REQUIRED WORK: Report every line of the records below that contains the string "parked", copying each line in full. Case counts.

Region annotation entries
^^^^^^^^

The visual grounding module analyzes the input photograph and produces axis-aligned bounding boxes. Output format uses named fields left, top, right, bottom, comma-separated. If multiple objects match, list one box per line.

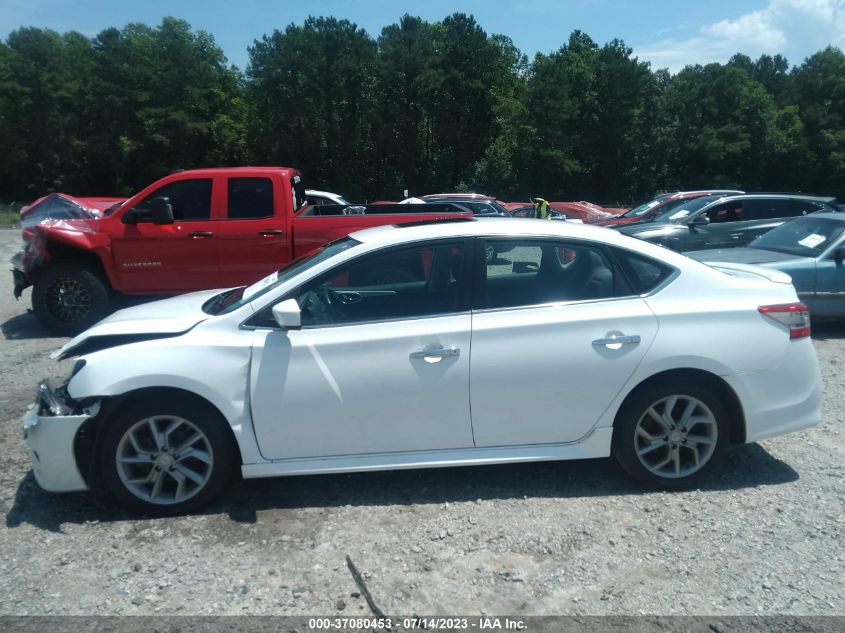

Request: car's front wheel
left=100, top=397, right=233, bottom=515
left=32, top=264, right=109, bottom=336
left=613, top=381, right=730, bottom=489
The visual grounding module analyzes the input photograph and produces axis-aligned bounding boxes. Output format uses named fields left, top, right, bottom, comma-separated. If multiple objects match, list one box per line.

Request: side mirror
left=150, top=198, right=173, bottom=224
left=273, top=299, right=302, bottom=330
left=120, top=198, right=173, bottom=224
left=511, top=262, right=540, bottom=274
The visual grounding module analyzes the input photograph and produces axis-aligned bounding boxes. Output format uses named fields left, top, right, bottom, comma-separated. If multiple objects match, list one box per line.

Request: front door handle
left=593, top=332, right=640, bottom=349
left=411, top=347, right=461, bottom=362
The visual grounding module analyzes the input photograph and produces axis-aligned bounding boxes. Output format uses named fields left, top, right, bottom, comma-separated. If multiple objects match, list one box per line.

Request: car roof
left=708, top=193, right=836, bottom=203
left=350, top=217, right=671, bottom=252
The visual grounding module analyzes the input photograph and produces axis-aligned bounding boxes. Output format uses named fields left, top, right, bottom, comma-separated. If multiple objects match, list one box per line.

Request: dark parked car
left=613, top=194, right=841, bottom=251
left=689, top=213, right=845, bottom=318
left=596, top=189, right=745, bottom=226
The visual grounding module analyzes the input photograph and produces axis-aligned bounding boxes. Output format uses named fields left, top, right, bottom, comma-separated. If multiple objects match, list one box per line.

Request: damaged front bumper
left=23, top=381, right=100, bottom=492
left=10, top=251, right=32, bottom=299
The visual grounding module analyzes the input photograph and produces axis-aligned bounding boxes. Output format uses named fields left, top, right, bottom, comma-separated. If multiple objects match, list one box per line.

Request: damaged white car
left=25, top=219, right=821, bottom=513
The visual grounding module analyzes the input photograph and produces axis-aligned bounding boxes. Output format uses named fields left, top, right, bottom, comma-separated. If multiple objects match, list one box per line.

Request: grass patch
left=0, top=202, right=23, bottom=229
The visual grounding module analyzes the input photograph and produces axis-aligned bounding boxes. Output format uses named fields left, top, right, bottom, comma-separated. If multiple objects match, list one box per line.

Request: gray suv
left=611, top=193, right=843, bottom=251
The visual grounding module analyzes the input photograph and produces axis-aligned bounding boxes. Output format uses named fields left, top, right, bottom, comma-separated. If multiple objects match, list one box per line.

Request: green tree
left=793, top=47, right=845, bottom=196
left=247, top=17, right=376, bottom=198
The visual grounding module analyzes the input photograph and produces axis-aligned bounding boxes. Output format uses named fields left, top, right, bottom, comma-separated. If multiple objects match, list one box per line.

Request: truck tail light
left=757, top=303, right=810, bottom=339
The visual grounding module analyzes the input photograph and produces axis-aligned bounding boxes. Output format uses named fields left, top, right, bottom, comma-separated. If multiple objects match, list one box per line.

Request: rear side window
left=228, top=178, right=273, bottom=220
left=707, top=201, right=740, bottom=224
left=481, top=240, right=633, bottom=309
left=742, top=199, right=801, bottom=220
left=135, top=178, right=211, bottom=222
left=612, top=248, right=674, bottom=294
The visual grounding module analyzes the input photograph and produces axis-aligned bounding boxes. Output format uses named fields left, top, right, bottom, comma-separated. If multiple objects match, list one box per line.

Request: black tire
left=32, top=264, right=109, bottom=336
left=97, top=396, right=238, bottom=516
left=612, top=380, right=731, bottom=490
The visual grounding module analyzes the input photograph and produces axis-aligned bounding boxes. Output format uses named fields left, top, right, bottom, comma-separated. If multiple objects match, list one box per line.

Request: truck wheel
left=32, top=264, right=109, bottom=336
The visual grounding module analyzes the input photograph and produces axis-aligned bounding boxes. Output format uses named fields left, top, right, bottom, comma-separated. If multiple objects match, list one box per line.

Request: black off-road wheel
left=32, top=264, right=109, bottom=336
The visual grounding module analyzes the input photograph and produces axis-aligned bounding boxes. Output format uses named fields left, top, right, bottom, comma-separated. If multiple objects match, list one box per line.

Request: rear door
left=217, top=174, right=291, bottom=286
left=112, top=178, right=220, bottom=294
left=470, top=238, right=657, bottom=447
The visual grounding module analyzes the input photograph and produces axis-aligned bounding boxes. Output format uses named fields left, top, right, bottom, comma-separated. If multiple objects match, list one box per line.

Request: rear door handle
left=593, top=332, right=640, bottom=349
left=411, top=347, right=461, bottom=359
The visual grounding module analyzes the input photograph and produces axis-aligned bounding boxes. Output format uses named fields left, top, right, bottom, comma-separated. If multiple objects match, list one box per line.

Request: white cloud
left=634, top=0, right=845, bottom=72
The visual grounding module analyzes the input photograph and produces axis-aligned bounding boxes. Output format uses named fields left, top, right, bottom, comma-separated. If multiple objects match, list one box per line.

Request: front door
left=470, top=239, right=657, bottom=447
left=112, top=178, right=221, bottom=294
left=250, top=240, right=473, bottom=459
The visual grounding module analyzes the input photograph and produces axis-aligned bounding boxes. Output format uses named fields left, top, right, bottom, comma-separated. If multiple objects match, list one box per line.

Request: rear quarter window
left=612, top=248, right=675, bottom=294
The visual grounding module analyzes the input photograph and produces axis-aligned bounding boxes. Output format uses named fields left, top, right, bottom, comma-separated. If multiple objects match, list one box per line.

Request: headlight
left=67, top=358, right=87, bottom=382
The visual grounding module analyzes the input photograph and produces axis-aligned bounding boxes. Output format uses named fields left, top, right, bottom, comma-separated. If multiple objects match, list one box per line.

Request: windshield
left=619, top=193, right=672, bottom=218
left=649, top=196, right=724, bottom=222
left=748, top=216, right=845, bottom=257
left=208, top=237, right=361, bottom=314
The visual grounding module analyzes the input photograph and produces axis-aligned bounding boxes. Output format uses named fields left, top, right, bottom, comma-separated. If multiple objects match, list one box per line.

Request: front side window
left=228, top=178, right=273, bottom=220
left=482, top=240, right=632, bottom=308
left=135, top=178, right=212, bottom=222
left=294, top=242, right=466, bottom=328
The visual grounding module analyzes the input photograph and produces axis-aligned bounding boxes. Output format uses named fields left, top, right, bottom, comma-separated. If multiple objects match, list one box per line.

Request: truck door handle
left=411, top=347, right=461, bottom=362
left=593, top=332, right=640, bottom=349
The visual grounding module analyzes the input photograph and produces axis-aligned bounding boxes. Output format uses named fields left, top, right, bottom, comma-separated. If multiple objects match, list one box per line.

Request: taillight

^^^^^^^^

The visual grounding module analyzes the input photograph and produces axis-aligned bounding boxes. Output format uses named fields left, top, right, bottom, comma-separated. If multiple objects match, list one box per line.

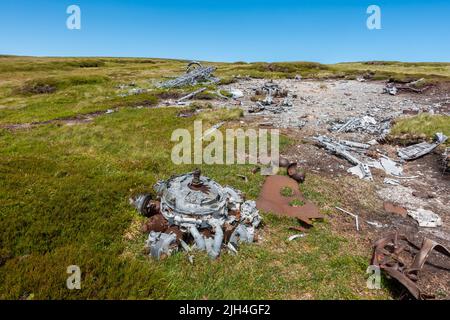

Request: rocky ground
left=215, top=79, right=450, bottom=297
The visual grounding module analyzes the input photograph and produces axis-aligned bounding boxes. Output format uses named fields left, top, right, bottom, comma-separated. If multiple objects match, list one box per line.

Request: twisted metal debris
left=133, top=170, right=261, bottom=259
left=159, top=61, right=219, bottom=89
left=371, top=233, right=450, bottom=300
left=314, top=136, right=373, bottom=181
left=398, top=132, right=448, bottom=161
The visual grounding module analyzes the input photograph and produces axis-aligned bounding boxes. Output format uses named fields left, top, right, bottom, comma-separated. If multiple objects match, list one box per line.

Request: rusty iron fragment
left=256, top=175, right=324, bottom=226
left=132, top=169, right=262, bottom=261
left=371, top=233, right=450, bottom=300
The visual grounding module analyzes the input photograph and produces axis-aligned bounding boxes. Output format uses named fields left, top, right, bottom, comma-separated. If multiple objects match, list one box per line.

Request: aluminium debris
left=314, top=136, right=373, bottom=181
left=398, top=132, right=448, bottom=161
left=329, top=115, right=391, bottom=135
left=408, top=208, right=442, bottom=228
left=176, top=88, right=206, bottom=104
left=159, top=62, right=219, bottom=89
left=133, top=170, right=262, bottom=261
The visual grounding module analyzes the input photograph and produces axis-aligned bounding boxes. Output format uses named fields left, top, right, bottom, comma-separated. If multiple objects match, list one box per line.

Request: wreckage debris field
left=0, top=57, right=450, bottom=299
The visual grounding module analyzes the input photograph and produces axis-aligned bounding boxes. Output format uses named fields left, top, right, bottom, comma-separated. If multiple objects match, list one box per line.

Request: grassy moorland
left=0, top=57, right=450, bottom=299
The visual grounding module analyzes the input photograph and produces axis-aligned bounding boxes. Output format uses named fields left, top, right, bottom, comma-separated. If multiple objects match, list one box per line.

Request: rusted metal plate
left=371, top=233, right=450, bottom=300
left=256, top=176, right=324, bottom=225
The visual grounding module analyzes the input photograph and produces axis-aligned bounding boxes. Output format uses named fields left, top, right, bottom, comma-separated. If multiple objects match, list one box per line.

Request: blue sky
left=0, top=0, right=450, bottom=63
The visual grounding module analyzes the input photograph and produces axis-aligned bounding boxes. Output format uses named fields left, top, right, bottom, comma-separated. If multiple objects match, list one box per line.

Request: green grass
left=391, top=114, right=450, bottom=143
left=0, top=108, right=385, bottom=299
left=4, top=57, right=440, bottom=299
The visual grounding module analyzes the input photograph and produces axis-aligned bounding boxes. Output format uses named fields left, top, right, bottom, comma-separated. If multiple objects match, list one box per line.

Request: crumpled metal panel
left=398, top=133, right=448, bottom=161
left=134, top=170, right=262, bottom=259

^^^^^^^^

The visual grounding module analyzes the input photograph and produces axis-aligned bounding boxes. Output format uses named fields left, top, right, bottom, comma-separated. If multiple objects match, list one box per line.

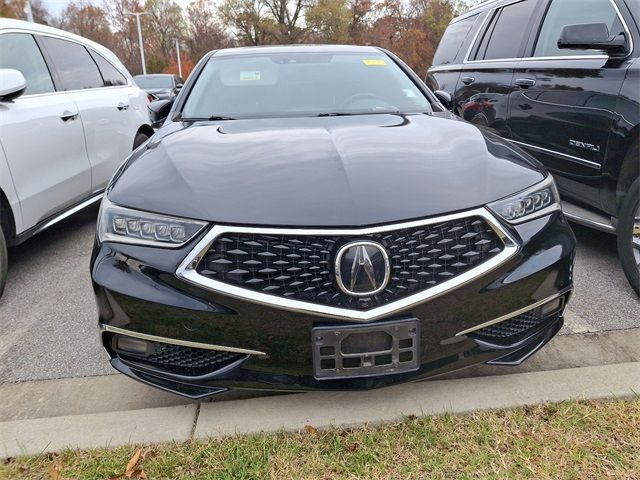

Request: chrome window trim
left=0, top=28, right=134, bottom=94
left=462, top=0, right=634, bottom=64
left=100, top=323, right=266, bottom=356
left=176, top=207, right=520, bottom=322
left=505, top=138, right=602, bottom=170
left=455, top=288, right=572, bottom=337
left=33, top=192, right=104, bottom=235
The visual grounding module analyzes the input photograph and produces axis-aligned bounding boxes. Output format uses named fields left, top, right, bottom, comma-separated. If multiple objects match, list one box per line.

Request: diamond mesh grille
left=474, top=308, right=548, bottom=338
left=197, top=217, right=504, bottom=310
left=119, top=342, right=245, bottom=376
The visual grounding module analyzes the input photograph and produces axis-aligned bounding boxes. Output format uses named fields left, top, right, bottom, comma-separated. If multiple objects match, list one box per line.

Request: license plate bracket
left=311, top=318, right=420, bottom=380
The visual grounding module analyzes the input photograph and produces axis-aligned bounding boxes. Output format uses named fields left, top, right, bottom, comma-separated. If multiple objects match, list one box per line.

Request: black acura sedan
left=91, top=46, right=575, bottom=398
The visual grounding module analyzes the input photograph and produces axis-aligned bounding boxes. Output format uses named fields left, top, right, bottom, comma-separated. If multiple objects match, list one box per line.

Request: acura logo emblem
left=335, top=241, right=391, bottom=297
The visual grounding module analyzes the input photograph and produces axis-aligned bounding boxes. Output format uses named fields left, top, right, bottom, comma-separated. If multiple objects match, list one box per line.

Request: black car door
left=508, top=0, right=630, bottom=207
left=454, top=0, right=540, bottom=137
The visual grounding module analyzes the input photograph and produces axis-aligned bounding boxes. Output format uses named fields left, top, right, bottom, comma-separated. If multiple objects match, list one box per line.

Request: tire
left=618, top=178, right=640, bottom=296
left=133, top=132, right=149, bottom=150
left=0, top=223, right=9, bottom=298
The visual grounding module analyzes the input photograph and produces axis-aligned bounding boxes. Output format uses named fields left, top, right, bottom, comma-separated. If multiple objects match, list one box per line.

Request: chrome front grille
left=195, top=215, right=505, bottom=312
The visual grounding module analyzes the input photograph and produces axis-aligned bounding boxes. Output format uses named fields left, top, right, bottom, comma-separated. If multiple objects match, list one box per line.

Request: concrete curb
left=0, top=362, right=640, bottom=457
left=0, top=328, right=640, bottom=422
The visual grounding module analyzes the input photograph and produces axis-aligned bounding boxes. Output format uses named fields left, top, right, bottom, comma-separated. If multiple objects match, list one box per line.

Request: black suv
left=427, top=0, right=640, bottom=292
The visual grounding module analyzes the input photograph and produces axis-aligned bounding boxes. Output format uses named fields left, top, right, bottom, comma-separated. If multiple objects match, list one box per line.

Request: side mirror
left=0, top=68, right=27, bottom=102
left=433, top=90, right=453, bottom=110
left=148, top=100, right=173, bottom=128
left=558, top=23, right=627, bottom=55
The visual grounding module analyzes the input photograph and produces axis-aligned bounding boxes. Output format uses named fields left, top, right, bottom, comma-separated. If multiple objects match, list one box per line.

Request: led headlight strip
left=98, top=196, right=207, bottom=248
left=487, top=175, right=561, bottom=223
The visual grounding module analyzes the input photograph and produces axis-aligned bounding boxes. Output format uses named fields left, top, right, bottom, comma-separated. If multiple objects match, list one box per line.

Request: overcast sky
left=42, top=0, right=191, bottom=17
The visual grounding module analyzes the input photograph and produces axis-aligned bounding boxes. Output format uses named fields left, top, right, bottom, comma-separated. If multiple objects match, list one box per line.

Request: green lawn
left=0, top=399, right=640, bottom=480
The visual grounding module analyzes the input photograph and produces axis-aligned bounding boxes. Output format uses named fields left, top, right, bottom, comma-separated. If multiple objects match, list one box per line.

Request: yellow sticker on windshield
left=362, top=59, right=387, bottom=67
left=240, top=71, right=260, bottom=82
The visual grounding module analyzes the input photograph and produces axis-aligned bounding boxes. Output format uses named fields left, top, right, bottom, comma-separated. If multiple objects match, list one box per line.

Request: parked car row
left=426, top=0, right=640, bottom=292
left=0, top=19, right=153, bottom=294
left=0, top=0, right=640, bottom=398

^^^^^^^^

TASK ANSWER:
Request: dark parked car
Request: parked car row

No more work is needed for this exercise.